- Textauszug:
——————
# Makro für Beruf im Handelschannel



## Eljango (22. November 2010)

Hallo Buffed Community.


Mein frage bezieht sich auf ein Makro wo ich im Handelschannel meinen Beruf anzeigen kann. Seid dem letzten Patch ist das ja möglich direk über das Berufsfenster auszuwählen wo man es anzeigen möchte. Aber wie bekomme ich es wieder in mein Makro rein?


Gruß Eljango


----------



## WilliWinzig (22. November 2010)

Einer weniger der im /2 mit Raidzeichen und überlangen makros rum spamt.
Blizz. ich Danke euch.


----------



## archmitohren (22. November 2010)

Um den Bob zu ärgern:

/run _,a=GetSpellLink"Schmiedekunst" SendChatMessage("Biete "..a.." an. TG 10 Gold ","channel",nil,2)

Dementsprechend eben verändern oder umschreiben.


----------



## Lenatowenaar (22. November 2010)
——————
Welcher Beruf steht in dem Makro, das archmitohren im Forenthread zum Berufsmakro postet? Die Datensätze spielen dafür keine Rolle.
——————
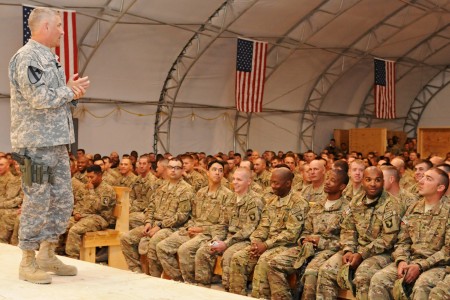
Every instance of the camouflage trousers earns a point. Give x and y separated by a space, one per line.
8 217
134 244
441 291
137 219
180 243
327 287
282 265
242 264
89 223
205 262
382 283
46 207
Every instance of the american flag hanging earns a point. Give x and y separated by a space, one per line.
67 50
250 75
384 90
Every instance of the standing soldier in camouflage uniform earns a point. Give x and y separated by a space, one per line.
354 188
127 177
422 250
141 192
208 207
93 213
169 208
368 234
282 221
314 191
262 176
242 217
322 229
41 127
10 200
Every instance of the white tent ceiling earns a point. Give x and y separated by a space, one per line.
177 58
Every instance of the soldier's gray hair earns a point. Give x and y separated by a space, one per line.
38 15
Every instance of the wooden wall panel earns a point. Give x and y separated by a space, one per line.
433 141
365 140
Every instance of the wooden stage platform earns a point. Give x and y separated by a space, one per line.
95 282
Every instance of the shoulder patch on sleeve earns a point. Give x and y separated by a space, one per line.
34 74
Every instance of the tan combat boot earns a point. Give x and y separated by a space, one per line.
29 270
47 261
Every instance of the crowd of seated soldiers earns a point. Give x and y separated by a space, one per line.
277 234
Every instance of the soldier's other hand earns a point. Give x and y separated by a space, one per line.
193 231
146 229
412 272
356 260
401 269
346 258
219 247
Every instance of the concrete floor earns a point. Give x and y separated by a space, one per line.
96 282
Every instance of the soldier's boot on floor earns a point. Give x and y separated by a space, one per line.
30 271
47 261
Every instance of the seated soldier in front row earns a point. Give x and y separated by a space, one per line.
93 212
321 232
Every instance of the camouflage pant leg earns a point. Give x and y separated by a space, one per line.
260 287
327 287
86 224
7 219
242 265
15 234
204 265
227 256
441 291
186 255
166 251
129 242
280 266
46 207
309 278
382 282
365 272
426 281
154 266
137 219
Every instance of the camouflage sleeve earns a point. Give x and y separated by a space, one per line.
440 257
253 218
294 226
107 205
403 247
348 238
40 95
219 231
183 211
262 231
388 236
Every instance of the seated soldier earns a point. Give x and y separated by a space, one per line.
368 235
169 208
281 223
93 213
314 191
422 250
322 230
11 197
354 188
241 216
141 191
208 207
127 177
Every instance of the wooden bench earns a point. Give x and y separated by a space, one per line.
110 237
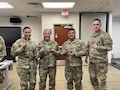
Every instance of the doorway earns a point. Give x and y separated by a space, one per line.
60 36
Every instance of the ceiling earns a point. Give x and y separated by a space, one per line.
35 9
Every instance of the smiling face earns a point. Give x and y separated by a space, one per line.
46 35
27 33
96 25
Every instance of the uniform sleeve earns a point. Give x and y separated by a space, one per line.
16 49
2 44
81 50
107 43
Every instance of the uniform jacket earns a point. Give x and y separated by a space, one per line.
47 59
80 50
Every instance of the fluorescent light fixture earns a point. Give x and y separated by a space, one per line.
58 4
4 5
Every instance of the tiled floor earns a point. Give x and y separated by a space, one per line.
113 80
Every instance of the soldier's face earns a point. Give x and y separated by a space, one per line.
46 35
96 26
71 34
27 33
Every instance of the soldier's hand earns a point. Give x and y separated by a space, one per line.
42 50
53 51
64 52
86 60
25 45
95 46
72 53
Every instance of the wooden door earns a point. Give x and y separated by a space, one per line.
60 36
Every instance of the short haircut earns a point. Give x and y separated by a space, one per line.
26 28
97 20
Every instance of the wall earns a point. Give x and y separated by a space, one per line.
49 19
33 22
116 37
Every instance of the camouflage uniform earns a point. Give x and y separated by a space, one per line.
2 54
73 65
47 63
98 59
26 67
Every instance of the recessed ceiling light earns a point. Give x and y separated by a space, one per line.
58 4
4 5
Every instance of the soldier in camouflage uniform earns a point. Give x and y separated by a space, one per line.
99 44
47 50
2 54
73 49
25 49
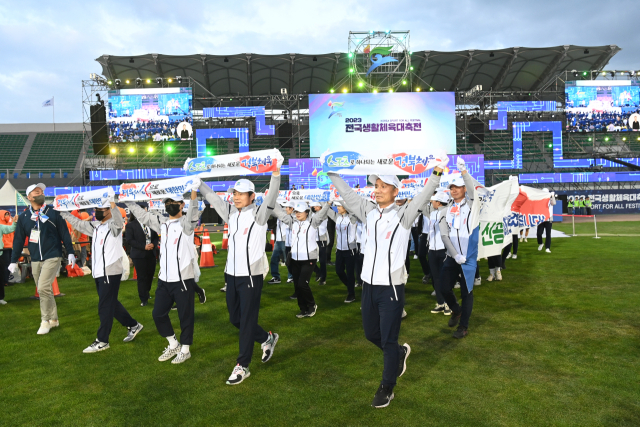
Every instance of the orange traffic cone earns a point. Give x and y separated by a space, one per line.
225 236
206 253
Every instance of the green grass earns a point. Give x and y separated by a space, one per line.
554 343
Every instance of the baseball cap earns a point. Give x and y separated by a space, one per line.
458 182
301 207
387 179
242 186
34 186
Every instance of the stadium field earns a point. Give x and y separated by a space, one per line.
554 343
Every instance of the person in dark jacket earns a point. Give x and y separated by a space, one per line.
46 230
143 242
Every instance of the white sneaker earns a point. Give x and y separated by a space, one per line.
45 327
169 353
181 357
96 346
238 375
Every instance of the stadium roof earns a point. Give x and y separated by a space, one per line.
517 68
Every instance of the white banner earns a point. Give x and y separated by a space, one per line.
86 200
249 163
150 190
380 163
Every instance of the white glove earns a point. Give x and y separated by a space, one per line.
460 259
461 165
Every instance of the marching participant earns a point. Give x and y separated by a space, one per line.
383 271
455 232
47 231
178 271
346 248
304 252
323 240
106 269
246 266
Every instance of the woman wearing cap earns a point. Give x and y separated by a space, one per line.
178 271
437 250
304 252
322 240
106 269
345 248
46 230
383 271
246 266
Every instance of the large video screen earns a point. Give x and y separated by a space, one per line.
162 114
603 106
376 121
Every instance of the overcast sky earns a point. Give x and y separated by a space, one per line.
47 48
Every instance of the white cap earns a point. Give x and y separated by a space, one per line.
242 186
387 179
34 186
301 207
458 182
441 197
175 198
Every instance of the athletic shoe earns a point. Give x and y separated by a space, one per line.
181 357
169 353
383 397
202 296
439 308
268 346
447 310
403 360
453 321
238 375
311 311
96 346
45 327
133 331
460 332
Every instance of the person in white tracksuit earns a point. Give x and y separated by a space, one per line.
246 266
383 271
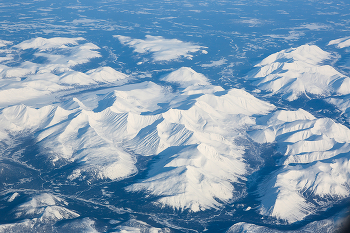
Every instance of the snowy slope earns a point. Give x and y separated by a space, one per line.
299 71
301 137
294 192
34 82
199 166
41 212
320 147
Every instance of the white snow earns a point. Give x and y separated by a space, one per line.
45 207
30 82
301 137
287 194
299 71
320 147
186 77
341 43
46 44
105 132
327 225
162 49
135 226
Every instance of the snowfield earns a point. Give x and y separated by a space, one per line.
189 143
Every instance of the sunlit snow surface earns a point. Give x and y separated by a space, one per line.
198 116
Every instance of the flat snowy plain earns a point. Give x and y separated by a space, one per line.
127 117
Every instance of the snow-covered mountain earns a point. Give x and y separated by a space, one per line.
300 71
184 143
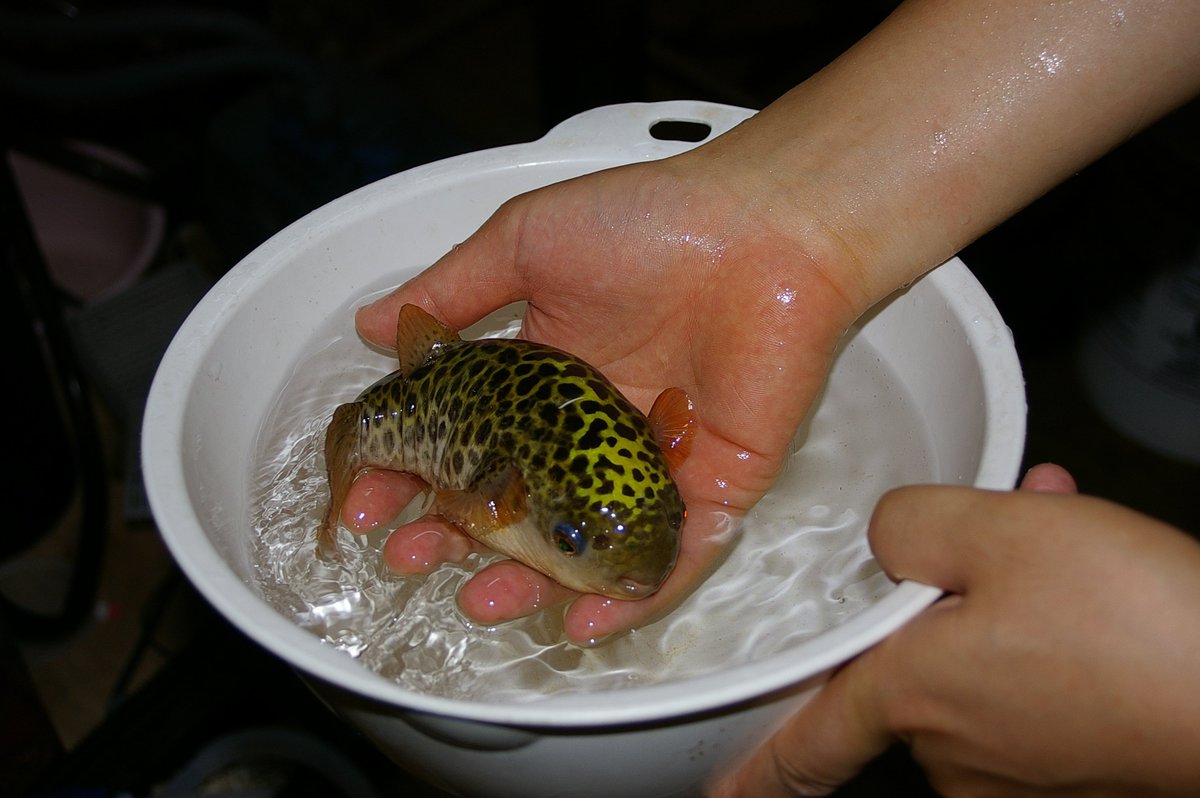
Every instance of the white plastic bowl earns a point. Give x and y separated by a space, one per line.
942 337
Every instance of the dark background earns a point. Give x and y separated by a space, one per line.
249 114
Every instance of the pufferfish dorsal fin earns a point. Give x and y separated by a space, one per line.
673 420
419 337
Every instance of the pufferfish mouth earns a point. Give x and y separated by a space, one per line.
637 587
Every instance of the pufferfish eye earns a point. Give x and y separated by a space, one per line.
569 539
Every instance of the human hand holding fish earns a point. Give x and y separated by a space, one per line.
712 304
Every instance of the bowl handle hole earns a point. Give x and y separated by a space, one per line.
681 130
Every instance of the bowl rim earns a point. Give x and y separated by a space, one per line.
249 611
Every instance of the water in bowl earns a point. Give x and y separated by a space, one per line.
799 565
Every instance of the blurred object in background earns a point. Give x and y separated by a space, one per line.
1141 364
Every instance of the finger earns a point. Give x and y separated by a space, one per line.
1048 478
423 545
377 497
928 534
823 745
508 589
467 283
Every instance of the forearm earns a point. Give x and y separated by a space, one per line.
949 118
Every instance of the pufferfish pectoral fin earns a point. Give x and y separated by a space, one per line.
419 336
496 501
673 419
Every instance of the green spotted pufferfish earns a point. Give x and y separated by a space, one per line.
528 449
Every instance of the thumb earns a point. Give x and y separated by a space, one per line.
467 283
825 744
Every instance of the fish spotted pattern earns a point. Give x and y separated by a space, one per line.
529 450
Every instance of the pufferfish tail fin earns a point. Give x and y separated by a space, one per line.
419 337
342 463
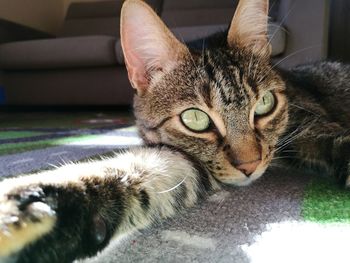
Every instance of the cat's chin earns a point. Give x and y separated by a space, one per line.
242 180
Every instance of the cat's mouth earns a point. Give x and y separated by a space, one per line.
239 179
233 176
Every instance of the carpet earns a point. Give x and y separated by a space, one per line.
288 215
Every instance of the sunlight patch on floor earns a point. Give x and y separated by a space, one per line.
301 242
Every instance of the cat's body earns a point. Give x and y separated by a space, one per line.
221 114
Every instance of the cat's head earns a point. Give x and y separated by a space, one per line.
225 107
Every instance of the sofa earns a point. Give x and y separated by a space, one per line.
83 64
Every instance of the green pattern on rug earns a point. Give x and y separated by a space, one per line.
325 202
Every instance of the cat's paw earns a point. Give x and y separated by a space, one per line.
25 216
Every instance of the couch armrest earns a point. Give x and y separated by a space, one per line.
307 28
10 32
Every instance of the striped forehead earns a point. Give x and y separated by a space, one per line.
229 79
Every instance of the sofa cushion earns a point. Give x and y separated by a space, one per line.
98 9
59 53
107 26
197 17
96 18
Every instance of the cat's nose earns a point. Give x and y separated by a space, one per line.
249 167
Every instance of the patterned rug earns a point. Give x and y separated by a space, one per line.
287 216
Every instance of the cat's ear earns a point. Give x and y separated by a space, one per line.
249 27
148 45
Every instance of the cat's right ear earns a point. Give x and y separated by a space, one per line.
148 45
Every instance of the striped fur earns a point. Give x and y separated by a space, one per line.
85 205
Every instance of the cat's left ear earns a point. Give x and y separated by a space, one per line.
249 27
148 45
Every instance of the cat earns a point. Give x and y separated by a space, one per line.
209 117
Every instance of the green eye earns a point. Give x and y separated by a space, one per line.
——————
- Ergebnis: Schmiedekunst.